Material provided
◆ ◆ ◆ ◆ ◆ ◆ ◆

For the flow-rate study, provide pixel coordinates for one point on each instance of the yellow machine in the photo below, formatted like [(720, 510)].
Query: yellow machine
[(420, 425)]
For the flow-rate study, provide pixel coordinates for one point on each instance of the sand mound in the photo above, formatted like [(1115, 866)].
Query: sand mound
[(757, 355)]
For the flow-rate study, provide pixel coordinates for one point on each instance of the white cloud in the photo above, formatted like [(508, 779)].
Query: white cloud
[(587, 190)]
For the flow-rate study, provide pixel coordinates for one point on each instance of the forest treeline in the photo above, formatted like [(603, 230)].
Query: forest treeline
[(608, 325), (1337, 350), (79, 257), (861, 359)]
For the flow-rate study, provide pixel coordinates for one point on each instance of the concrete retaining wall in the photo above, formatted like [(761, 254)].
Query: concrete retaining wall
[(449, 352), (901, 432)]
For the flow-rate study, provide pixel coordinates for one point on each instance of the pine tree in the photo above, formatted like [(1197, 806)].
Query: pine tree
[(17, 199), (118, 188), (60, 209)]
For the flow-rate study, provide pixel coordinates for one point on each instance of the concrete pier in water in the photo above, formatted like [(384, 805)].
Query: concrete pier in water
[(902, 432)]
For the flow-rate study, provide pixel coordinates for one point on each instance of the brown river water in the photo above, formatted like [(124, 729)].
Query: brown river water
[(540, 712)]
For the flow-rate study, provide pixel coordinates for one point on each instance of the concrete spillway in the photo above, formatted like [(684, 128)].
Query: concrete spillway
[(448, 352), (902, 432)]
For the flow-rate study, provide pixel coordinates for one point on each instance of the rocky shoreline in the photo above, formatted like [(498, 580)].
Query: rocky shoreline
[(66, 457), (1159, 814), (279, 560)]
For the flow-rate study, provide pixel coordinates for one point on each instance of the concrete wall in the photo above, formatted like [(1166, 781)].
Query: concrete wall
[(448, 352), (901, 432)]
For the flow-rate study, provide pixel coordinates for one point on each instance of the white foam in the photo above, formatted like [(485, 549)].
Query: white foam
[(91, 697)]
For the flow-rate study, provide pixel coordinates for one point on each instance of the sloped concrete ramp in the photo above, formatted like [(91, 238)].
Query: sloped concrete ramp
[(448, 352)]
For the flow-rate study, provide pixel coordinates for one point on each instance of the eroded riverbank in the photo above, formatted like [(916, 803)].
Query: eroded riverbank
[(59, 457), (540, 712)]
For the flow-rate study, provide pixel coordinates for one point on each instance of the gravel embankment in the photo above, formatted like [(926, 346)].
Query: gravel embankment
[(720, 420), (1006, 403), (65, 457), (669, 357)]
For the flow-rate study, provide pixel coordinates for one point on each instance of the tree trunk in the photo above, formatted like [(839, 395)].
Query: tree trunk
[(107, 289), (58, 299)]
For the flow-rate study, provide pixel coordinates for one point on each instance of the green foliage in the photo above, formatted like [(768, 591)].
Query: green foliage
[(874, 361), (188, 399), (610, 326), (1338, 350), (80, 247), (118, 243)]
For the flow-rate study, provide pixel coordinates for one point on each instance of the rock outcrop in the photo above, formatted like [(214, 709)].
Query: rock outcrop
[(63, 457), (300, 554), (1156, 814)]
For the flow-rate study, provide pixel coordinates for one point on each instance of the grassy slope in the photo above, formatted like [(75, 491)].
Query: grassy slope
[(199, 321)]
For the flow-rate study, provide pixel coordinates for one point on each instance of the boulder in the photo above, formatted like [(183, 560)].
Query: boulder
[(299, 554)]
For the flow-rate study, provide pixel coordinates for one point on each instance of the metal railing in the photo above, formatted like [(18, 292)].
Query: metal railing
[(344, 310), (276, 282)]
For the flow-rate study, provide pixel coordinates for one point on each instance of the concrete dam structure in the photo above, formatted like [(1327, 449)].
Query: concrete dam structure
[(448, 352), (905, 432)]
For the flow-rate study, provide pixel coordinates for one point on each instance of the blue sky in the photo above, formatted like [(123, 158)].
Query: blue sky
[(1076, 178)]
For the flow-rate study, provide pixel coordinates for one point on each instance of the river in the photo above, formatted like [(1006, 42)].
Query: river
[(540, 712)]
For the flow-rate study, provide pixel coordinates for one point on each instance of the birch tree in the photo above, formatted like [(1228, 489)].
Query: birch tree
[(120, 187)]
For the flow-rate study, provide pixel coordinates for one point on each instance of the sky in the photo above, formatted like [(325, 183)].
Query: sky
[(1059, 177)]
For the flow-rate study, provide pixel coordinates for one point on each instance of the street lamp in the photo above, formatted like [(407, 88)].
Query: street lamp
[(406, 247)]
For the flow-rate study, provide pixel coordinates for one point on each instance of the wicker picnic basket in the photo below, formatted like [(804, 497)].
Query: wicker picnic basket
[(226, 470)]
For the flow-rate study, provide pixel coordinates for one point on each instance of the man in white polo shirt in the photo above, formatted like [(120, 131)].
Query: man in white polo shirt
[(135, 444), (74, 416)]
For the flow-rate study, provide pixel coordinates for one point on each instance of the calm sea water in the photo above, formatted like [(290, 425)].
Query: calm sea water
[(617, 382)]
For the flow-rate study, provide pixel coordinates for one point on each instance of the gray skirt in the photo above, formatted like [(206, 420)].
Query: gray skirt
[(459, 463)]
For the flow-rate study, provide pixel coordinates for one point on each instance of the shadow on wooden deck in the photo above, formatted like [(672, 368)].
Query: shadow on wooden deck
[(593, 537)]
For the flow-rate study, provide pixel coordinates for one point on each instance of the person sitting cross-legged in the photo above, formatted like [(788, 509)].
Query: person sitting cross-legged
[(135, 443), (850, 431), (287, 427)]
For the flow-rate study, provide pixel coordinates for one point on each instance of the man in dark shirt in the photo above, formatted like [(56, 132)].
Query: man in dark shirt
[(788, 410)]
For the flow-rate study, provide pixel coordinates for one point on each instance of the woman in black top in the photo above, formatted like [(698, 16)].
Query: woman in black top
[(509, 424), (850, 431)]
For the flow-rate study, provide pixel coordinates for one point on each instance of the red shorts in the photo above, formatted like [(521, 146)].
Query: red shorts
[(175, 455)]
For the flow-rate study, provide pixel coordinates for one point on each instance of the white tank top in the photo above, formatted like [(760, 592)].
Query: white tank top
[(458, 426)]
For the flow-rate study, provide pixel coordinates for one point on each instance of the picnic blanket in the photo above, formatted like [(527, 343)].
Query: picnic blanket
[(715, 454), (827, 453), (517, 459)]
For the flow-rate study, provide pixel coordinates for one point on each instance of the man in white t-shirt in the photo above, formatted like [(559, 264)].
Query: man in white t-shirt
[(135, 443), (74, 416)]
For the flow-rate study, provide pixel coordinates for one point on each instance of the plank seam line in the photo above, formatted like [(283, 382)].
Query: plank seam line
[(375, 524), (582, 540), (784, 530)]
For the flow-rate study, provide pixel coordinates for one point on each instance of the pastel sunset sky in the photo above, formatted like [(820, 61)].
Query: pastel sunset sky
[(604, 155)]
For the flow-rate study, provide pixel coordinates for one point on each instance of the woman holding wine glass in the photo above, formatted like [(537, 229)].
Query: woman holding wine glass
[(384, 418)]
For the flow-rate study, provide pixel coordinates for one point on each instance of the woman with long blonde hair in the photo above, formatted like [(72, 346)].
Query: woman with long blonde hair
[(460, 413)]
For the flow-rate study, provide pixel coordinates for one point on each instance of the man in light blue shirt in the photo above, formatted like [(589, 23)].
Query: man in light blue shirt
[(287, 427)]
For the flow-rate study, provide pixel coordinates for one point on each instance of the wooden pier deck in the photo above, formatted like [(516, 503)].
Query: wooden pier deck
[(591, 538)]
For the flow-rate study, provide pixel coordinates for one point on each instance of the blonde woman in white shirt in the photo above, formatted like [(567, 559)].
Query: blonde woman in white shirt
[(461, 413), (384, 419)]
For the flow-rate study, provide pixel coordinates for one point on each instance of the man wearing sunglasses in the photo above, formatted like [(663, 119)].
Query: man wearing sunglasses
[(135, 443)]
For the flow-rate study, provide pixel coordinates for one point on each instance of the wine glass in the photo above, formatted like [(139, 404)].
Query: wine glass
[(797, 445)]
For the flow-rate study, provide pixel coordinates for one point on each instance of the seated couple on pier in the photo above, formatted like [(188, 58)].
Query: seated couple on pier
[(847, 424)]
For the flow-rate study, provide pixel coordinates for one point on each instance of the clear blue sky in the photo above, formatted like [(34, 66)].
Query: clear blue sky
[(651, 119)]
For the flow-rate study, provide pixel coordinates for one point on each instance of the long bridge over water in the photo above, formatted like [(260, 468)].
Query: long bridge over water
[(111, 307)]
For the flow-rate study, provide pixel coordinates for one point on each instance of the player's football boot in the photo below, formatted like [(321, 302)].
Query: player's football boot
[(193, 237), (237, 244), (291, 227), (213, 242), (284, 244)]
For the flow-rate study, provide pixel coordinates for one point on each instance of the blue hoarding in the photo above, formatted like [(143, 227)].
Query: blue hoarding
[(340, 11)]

◆ ◆ ◆ ◆ ◆ ◆ ◆

What you have to do
From the entries, report each line that includes the word "below".

Result of the exercise
For the flow-rate study, provide pixel coordinates for one point on each instance of the yellow machine in the photo below, formatted like [(720, 510)].
For the flow-rate study, provide pixel coordinates for one point on each instance of the wicker picnic basket in the photo below, formatted like [(804, 497)].
For the flow-rate study, provide pixel coordinates for one point on each instance of the player's football boot in the photo below, formatted like [(321, 302)].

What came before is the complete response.